*Directive A*:
Gather every line of the rows below that contains the string "bicycle", and copy each line in full. Matching is case-sensitive.

*Document section*:
________________________________________
After a six-month marathon of solo parenting, I am always a bit off the first couple of days without the boys. I forget to eat, lose track of time wandering, spend hours on the phone. Until, like that, an invisible gear shifts into single life. I dust off a forgotten self and fill every minute of the day with daydreams and creative projects, accepting invitations I’d otherwise be too exhausted to attend.
A week in, I drive an hour north to my friend Anna’s, for a festive season weekend. We catch up on local gossip over bowls of soup in her AGA kitchen and dance ourselves silly in front of roaring fires. Her teenage daughter rolls her eyes as our cheeks burn with laughter, re-enacting trivial village dramas. Anna’s thoughtful invitations always come when I might otherwise be at a loose end. She feeds me homey stews and roasts more delicious than any restaurant feast, knowing how rubbish I am about cooking when I’m not in family mode. Her house is vast and well heated, decorated in beiges and woollen throws that speak of sensible choices and stability. With a life that has been a haphazard succession of international moves and deus ex machina denouements, nestling into her guest bedroom of sturdy furniture and the softest high-thread-count sheets always elicits a sense of awe. Staying at Anna’s offers a peek into a security that only seems to exist in Cotswold Living.
________________________________________
*Record list*:
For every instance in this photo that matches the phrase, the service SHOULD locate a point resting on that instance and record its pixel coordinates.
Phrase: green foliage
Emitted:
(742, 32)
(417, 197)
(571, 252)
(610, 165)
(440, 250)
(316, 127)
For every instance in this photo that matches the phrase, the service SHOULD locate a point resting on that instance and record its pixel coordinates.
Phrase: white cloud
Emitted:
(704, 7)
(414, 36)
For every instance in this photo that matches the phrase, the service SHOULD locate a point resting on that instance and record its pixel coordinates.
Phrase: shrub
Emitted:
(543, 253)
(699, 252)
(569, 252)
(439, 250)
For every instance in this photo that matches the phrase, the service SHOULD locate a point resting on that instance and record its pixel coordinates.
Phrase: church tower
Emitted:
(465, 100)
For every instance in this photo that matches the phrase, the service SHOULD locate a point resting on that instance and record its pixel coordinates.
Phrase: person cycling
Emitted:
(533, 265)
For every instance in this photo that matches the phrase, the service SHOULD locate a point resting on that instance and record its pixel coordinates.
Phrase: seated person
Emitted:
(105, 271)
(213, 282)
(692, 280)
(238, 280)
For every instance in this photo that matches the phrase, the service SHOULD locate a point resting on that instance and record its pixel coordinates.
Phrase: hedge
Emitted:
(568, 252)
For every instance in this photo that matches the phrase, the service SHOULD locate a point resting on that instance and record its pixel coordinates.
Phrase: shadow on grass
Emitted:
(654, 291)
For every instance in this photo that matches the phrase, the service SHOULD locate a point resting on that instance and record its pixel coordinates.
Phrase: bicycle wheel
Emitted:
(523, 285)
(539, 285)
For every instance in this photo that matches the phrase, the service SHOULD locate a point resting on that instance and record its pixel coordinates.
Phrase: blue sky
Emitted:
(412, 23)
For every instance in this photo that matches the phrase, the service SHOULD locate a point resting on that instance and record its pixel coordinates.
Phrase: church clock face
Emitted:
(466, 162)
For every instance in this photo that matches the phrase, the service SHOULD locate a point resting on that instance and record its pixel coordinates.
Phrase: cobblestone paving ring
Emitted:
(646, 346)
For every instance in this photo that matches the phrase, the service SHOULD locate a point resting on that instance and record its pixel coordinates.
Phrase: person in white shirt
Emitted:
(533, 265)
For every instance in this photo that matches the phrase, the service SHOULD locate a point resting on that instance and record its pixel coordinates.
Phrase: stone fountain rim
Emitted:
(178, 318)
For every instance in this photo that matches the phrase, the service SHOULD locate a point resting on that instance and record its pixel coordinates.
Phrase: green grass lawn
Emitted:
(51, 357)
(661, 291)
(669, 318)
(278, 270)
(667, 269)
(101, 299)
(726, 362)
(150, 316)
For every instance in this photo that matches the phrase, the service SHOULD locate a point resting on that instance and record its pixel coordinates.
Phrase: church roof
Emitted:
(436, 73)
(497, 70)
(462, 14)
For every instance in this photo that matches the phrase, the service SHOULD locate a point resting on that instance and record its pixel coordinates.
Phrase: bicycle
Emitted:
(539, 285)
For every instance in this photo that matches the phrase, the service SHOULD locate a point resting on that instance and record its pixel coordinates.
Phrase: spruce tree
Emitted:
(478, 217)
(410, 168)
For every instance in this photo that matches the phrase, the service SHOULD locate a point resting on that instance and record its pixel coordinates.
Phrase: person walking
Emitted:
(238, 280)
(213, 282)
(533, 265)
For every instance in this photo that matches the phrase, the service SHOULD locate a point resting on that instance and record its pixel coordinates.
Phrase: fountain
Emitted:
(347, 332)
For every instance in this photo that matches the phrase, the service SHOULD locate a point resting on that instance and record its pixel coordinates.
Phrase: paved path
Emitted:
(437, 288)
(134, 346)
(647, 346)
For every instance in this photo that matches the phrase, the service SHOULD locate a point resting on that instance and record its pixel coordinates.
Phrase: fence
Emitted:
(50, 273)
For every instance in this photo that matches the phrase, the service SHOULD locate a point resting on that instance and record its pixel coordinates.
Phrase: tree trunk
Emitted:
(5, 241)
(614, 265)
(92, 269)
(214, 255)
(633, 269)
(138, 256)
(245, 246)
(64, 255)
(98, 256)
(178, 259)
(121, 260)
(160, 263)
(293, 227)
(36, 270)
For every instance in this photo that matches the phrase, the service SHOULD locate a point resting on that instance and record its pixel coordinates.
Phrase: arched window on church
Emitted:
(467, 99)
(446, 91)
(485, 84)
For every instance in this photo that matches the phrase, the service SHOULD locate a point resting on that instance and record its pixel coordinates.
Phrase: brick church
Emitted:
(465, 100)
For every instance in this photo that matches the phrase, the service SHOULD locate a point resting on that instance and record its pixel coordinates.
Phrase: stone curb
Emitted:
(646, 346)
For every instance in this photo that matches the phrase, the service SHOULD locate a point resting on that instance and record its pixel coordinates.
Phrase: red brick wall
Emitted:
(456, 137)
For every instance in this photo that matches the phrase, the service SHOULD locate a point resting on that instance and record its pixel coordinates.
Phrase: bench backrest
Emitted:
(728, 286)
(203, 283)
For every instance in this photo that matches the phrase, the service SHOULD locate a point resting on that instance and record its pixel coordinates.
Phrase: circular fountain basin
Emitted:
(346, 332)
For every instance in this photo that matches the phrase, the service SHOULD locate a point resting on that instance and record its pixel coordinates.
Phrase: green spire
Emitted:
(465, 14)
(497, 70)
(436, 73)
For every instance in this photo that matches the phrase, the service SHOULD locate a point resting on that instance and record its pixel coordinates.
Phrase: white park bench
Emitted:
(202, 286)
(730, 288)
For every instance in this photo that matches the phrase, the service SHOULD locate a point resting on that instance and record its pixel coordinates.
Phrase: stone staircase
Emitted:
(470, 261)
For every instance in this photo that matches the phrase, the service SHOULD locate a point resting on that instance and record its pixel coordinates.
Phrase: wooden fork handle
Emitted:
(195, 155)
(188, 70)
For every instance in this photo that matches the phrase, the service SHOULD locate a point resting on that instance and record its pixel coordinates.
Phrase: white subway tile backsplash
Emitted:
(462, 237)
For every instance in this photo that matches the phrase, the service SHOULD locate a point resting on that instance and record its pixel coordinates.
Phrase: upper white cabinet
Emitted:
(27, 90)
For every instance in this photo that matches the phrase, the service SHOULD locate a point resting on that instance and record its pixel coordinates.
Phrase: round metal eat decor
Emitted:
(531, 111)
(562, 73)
________________________________________
*Directive B*:
In the essay about a weekend at Anna's, how far does the writer drive to reach her house, and in which direction?

*Full solution A*:
Phrase: bicycle wheel
Phrase: bicycle

*Full solution B*:
An hour north.